● Exercise description: Condense the paragraph of the passage on music emotion classifiers that begins "Table 5.6 presents the most important features" into a short bulleted list that keeps its main facts.

[start of Quoted text]

The classifiers were built using the J48 algorithm, which was the winner during building one classifier for the four emotions of L1. The classification results were calculated using a cross validation evaluation CV-10. For attribute selection we used attribute Wrapper Subset Evaluator and search method Best First. The accuracy obtained for the J48 algorithm after using attribute selection is presented in Table 5.5.

The high accuracy for the High-Low Arousal classifier (97.42%) indicates that the classifier, using the collected MIDI features, differentiates emotions in the top half from the bottom half of the model well. A slightly worse result (82.57%) was obtained for the High-Low Valence classifier, which confirms that recognizing emotions on the valence axis is more difficult than on the arousal axis.

Table 5.5 Accuracy obtained for High-Low Arousal and High-Low Valence classifiers using J48
Table 5.6 Selected features used for building High-Low Arousal and High-Low Valence classifiers

Table 5.6 presents the most important features for detecting emotions on the arousal and valence axes. Both sets have selected rhythm features (R) describing the number of strong pulses (Relatively Strong Pulses) obtained from the beat histogram. We can also see the usefulness of features pertaining to the duration of notes (Note Duration) or number of notes per second (Note Density). It is interesting that in the feature set for the detection of High-Low Valence we only have harmony-rhythm features (HR) and not harmony features (H). We found that statistics from harmony features collected from musical segments at moments of the Strongest Pulses are more useful for detecting High-Low Valence than harmony features collected at every eighth (H). During High-Low Arousal detection, most harmony features (H) collected at every eighth note were enough.

[end of Quoted text]
[start of Excerpted records]

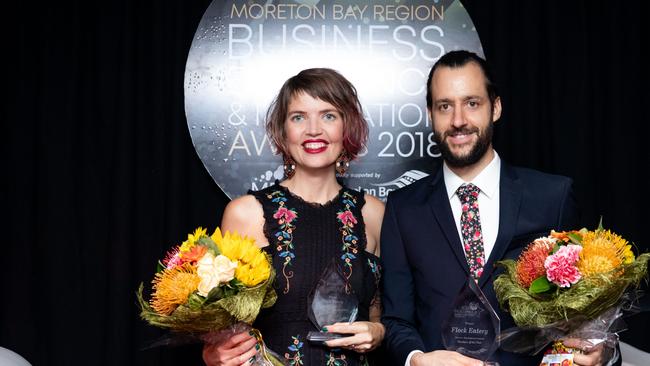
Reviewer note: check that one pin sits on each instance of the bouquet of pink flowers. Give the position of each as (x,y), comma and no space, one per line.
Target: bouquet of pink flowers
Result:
(568,284)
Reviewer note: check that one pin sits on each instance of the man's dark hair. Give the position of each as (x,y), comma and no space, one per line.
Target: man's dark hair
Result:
(461,58)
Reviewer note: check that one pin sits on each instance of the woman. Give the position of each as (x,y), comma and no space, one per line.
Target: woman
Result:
(308,219)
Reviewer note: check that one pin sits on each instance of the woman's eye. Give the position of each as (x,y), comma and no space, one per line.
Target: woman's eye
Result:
(329,117)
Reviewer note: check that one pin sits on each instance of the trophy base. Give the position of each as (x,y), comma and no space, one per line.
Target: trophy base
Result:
(323,336)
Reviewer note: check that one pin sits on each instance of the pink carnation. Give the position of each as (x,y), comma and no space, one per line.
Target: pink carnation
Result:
(347,217)
(560,267)
(287,215)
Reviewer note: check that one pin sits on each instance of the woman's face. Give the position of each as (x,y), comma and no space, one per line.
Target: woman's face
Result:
(314,132)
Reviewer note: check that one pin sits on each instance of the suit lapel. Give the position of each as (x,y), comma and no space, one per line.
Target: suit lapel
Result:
(510,191)
(439,205)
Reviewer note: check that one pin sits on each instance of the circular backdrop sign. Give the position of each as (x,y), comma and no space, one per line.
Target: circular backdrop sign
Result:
(243,52)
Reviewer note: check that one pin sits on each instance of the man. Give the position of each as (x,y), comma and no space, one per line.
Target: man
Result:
(428,255)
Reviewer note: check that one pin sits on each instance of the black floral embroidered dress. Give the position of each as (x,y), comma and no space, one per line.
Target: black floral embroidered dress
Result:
(303,239)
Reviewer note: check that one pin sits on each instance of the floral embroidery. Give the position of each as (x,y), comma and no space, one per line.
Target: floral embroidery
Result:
(375,268)
(295,347)
(335,360)
(349,240)
(286,218)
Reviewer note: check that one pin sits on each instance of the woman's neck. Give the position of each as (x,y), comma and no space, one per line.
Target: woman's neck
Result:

[end of Excerpted records]

● Completed exercise:
- Table 5.6 lists the most important features for detecting emotions on the arousal and valence axes.
- Both feature sets include rhythm features (R) that describe the number of strong pulses (Relatively Strong Pulses) from the beat histogram.
- Features on note duration (Note Duration) and notes per second (Note Density) also prove useful.
- The High-Low Valence set contains only harmony-rhythm features (HR), with no harmony features (H).
- For High-Low Valence, statistics from harmony features collected at the Strongest Pulses are more useful than harmony features collected at every eighth note.
- For High-Low Arousal, most harmony features (H) collected at every eighth note were sufficient.